WHEREAS, subject to the terms and conditions of the Credit Agreement, (i) the Canadian Borrowers may increase the Canadian Facility Revolving Credit Loan Commitments and (ii) HERC and the Parent Borrower (together, “U.S. Borrowers”) may increase the U.S. Facility Revolving Credit Loan Commitments, by entering into one or more Joinder Agreements with the Additional Commitment Lenders.
NOW, THEREFORE, in consideration of the premises and agreements, provisions and covenants herein contained, the parties hereto agree as follows:
Each Additional Commitment Lender party hereto hereby agrees to commit to provide its respective Commitment Increase as set forth on Schedule A annexed hereto, on the terms and subject to the conditions set forth below:
Each Additional Commitment Lender (i) confirms that it has received a copy of the Credit Agreement and the other Loan Documents, together with copies of the financial statements referred to therein and such other documents and information as it has deemed appropriate to make its own credit analysis and decision to enter into this Joinder Agreement (this “Agreement”); (ii) agrees that it will, independently and without reliance upon the Canadian Agent or the Administrative Agent, as applicable, or any other Lender or Agent and based on such documents and information as it shall deem appropriate at the time, continue to make its own credit decisions in taking or not taking action under the Credit Agreement; (iii) appoints and authorizes the Canadian Agent or the Administrative Agent, as applicable, to take such action as agent on its behalf and to exercise such powers under the Credit Agreement and the other Loan Documents as are delegated to the Canadian Agent or the Administrative Agent, as the case may be, by the terms thereof, together with such powers as are reasonably incidental thereto; and (iv) agrees that it will perform in accordance with their terms all of the obligations which by the terms of the Credit Agreement are required to be performed by it as a Lender.
L-1
Each Additional Commitment Lender hereby agrees to make its Commitment on the following terms and conditions:
1. Other Fees. The applicable Borrowers agree to pay each Additional Commitment Lender its pro rata share of an aggregate fee equal to [ , ] on [ , ].

### [Entries supplied]
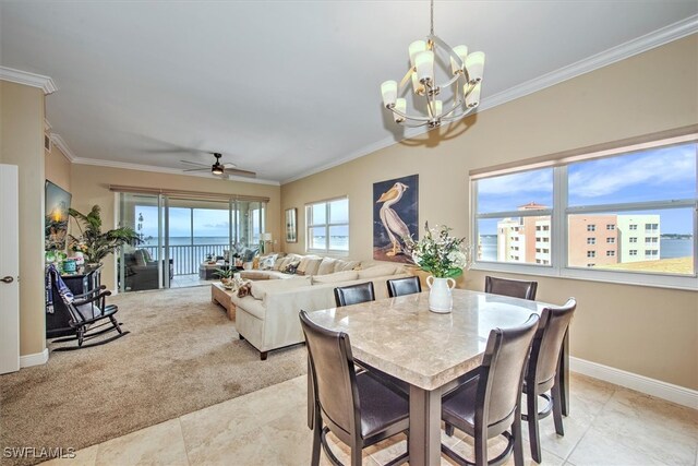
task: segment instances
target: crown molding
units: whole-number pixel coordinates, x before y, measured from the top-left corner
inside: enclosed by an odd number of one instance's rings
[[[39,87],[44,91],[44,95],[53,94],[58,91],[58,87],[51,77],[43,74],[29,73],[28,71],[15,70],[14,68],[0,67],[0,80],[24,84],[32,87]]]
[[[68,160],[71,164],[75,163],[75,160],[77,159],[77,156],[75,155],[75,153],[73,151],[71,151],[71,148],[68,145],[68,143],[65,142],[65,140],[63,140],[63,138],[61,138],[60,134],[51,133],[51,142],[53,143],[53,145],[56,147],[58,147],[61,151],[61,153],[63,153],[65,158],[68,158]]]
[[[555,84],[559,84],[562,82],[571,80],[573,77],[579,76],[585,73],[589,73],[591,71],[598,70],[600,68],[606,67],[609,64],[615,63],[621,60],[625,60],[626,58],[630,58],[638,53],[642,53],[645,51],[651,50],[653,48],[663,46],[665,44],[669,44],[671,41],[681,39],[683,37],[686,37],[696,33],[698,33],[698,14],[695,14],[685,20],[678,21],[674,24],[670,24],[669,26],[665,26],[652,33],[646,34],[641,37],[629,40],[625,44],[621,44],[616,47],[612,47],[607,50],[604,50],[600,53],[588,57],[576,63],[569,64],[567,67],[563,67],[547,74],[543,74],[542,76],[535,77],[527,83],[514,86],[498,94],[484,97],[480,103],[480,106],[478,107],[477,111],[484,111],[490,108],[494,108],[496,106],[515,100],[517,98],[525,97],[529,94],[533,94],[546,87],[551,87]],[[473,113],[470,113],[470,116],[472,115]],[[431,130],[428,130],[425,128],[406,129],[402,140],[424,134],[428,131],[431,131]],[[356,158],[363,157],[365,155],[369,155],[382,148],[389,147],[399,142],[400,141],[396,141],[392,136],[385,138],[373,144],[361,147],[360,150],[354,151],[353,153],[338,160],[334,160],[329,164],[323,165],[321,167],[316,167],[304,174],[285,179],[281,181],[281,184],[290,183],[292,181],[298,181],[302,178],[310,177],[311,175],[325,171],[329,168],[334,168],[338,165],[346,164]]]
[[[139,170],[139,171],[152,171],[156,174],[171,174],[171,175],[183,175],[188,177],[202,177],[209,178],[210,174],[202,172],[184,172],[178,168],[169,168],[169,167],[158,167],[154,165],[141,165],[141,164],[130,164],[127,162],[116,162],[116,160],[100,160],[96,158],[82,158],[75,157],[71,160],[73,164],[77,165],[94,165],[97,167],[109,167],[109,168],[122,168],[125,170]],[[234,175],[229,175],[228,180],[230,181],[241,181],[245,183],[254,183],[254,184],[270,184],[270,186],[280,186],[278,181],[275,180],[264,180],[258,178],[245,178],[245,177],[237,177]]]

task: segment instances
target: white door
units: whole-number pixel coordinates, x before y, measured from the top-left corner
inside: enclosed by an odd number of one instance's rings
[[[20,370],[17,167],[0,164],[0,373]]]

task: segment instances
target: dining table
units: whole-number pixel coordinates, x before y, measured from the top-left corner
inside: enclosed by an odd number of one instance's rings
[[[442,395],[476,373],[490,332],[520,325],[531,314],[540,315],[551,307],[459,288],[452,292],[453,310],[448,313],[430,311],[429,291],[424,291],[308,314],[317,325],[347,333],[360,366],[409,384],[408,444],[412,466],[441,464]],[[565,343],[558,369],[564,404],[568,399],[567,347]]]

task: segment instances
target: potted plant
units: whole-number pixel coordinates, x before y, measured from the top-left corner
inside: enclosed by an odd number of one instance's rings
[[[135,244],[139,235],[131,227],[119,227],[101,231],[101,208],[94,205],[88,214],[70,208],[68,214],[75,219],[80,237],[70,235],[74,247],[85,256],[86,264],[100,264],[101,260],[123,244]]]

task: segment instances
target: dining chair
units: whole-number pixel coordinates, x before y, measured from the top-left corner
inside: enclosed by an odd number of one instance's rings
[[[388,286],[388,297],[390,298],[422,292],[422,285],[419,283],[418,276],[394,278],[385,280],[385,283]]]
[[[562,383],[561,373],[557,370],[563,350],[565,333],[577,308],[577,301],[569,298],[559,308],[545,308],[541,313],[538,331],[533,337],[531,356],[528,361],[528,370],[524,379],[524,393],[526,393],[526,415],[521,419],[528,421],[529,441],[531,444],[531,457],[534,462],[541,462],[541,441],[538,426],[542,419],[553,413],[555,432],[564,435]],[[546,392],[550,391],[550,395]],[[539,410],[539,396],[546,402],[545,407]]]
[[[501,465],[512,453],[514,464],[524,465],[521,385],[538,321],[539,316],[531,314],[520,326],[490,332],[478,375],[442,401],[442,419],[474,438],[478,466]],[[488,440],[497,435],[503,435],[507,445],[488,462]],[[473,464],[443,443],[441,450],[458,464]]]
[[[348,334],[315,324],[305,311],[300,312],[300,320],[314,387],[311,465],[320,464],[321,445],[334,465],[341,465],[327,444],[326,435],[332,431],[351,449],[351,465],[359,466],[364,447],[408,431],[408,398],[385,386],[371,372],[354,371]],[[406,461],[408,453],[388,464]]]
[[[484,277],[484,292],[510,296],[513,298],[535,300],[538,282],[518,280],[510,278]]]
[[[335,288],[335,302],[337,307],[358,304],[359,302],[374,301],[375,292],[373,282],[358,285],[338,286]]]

### [Goals]
**A)** In the joinder agreement excerpt, which two parties are together called the "U.S. Borrowers"?
**B)** Transcribe the joinder agreement excerpt word for word from "WHEREAS, subject to" to "Additional Commitment Lenders.".
Answer from the joinder agreement excerpt alone, without consulting the listing.

### [Answers to the problems]
**A)** HERC and the Parent Borrower.

**B)**
WHEREAS, subject to the terms and conditions of the Credit Agreement, (i) the Canadian Borrowers may increase the Canadian Facility Revolving Credit Loan Commitments and (ii) HERC and the Parent Borrower (together, “U.S. Borrowers”) may increase the U.S. Facility Revolving Credit Loan Commitments, by entering into one or more Joinder Agreements with the Additional Commitment Lenders.